Items taken from a data source
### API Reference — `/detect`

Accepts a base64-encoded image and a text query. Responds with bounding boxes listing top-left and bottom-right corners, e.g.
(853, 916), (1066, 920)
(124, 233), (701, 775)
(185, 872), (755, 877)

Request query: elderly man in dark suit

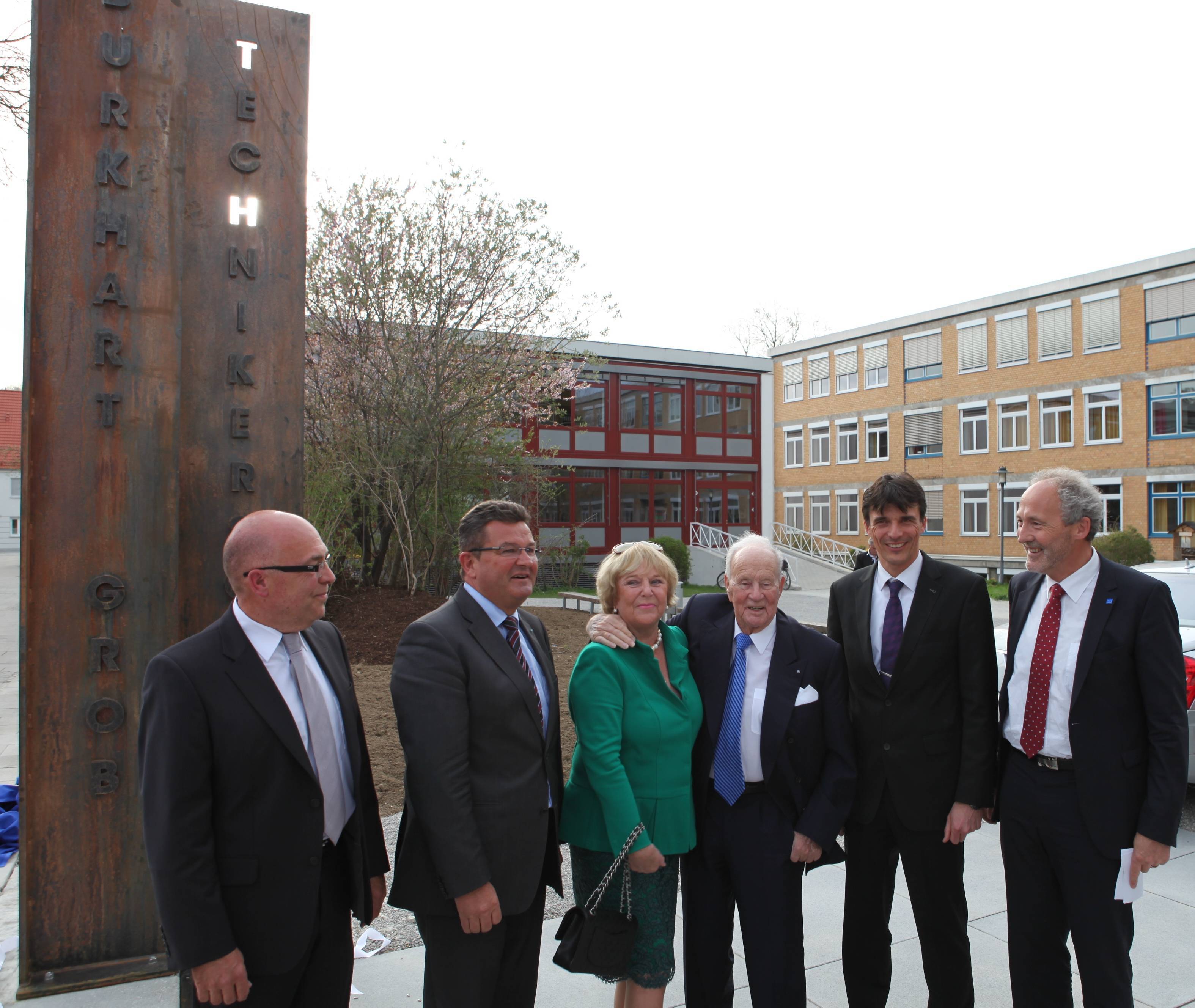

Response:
(390, 501), (563, 1008)
(828, 472), (997, 1008)
(589, 536), (854, 1008)
(138, 511), (390, 1008)
(995, 469), (1188, 1008)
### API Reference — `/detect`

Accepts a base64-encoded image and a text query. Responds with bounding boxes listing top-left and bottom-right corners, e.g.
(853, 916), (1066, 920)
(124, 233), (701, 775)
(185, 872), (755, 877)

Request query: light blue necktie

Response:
(714, 634), (750, 805)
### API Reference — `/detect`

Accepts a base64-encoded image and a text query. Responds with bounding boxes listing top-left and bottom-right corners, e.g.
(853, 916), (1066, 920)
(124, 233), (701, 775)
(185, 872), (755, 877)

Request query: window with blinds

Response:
(1037, 305), (1071, 360)
(905, 410), (942, 458)
(809, 354), (829, 397)
(905, 332), (942, 381)
(995, 315), (1029, 366)
(958, 318), (987, 373)
(784, 360), (804, 403)
(923, 487), (943, 536)
(834, 350), (859, 392)
(863, 343), (888, 388)
(1145, 280), (1195, 343)
(1083, 294), (1120, 353)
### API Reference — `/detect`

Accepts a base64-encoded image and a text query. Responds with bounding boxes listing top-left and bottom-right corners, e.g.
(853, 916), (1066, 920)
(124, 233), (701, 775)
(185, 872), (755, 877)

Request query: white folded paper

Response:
(792, 686), (818, 707)
(1113, 847), (1145, 903)
(352, 928), (390, 959)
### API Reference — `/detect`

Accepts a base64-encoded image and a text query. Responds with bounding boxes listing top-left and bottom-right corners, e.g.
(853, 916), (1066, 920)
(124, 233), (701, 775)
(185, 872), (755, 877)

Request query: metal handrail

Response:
(772, 521), (863, 570)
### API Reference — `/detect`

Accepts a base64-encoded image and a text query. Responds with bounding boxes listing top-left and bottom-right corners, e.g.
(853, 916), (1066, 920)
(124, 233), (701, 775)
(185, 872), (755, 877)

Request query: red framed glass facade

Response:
(526, 359), (761, 555)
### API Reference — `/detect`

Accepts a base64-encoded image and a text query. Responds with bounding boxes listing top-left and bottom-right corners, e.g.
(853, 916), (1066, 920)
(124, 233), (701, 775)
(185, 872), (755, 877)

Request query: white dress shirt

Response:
(1004, 550), (1099, 759)
(232, 600), (357, 840)
(869, 552), (925, 671)
(461, 581), (552, 808)
(710, 616), (775, 783)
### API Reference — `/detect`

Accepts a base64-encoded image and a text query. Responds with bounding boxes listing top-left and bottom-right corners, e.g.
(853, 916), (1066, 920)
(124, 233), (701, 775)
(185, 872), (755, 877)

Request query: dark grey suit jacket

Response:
(997, 556), (1188, 859)
(390, 588), (564, 916)
(827, 554), (998, 830)
(137, 606), (390, 979)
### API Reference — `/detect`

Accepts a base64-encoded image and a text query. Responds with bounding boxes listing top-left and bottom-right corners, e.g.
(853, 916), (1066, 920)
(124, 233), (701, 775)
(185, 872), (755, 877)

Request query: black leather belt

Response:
(1012, 747), (1074, 770)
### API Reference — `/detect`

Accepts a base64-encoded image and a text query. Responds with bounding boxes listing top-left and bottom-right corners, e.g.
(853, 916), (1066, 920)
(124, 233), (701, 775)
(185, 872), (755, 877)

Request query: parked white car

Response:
(995, 560), (1195, 785)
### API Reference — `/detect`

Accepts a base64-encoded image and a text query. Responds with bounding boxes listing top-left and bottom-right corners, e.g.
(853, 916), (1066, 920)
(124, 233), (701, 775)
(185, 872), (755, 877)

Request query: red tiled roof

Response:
(0, 388), (20, 469)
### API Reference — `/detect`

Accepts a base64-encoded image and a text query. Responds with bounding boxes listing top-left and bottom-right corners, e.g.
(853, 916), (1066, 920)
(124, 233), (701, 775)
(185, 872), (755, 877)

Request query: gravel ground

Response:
(352, 814), (572, 952)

Required work - Put every line of the listing above into a JSON list of strings, one string per line. Skip blank lines and leave the pictures out.

Correct output -
[
  "### API Reference — `/detect`",
  "Accepts a base64-encoded image and a text query. Responds with bounding boxes listing top-left and bottom-right corners, e.g.",
  "(853, 916), (1066, 920)",
  "(124, 233), (701, 775)",
  "(185, 872), (755, 877)",
  "Request query: elderly man in dark suit",
  "Response:",
  "(390, 501), (563, 1008)",
  "(828, 472), (997, 1008)",
  "(589, 536), (854, 1008)",
  "(138, 511), (390, 1008)",
  "(995, 469), (1188, 1008)",
  "### API Reference — `/detect`",
  "Accepts a base64-encoded image and a text query. Responds with bounding boxes listing top-left and bottom-right corners, e.g.",
  "(853, 916), (1066, 920)",
  "(124, 233), (701, 775)",
  "(185, 872), (755, 877)",
  "Request query: light blue necktie",
  "Response:",
  "(714, 634), (750, 805)",
  "### API Reference — `/detect`",
  "Accepts a base64-encoded image and a text query. Responds with bounding boxes listing top-left and bottom-right corners, e.g.",
  "(853, 916), (1066, 920)",
  "(124, 233), (701, 775)",
  "(185, 872), (755, 877)",
  "Request query: window with blinds",
  "Response:",
  "(1037, 305), (1071, 360)",
  "(905, 410), (942, 458)",
  "(809, 354), (829, 397)",
  "(905, 332), (942, 381)",
  "(995, 315), (1029, 366)",
  "(958, 318), (987, 373)",
  "(784, 360), (804, 403)",
  "(923, 487), (943, 536)",
  "(834, 350), (859, 392)",
  "(863, 343), (888, 388)",
  "(1145, 280), (1195, 343)",
  "(1083, 294), (1120, 353)",
  "### API Reference — `/detect`",
  "Accepts a base64-encoded image and a text query. Responds with bounding boxes listing top-left and bottom-right corners, e.g.",
  "(853, 916), (1066, 920)",
  "(124, 233), (701, 775)",
  "(185, 872), (755, 877)",
  "Request query: white folded paper",
  "Response:",
  "(792, 686), (818, 707)",
  "(1113, 847), (1145, 903)",
  "(352, 928), (390, 959)",
  "### API Reference — `/detect`",
  "Accepts a base64-encoded image and a text query. Responds with bounding boxes listing top-left and bottom-right corners, e.g.",
  "(853, 916), (1066, 920)",
  "(124, 233), (701, 775)",
  "(185, 872), (755, 877)",
  "Request query: metal handrail",
  "Response:",
  "(772, 521), (863, 570)",
  "### API Reference — `/detect`",
  "Accepts a base64-encoded image and a text query. Responds with bounding boxes listing top-left and bottom-right corners, e.g.",
  "(853, 916), (1066, 920)",
  "(124, 233), (701, 775)",
  "(185, 872), (755, 877)",
  "Request query: red framed glass facade",
  "Response:",
  "(526, 359), (761, 555)",
  "### API Reference — `/detect`",
  "Accepts a base64-encoded image and a text query. Responds with bounding boxes listing top-left and bottom-right corners, e.g.",
  "(853, 916), (1066, 920)",
  "(124, 233), (701, 775)",
  "(185, 872), (755, 877)",
  "Request query: white dress shirt",
  "Response:",
  "(1004, 550), (1099, 759)",
  "(232, 600), (357, 840)",
  "(869, 552), (925, 671)",
  "(461, 581), (552, 808)",
  "(710, 616), (775, 783)",
  "### API Reference — `/detect`",
  "Accepts a base64-encoded image and a text query. Responds with bounding boxes listing top-left and bottom-right corners, e.g.",
  "(853, 916), (1066, 920)",
  "(124, 233), (701, 775)",
  "(185, 872), (755, 877)",
  "Request query: dark grey suit jacket",
  "Response:",
  "(997, 556), (1188, 859)",
  "(390, 588), (564, 916)",
  "(827, 554), (998, 830)",
  "(137, 606), (390, 979)",
  "### API Reference — `/detect`",
  "Accepts a base64-encoded image and a text query. Responds with bounding boxes listing top-left and bottom-right corners, e.g.",
  "(853, 916), (1066, 920)",
  "(124, 233), (701, 775)",
  "(185, 872), (755, 877)",
  "Request query: black leather belt",
  "Response:",
  "(1012, 747), (1074, 770)",
  "### API Reference — `/detect`",
  "Accepts a base64-encoded image and a text query. Responds with bounding boxes listing top-left and bottom-right corners, e.g.",
  "(853, 916), (1066, 920)",
  "(124, 233), (701, 775)",
  "(185, 872), (755, 877)",
  "Request query: parked white car",
  "Response:",
  "(995, 560), (1195, 785)",
  "### API Reference — `/detect`",
  "Accepts a base64-encoded image and a text query. Responds with bounding boxes listing top-left and bottom-right corners, e.g.",
  "(853, 916), (1066, 920)",
  "(124, 233), (701, 775)",
  "(185, 872), (755, 877)",
  "Request query: red tiled roof",
  "Response:",
  "(0, 388), (20, 469)",
  "### API Reference — `/detect`",
  "Accepts a base64-encoded image and a text query. Responds with bounding boxes listing top-left and bottom-right corners, e.g.",
  "(853, 916), (1066, 920)",
  "(124, 233), (701, 775)",
  "(185, 872), (755, 877)",
  "Request query: gravel ground",
  "Response:",
  "(352, 814), (572, 952)"
]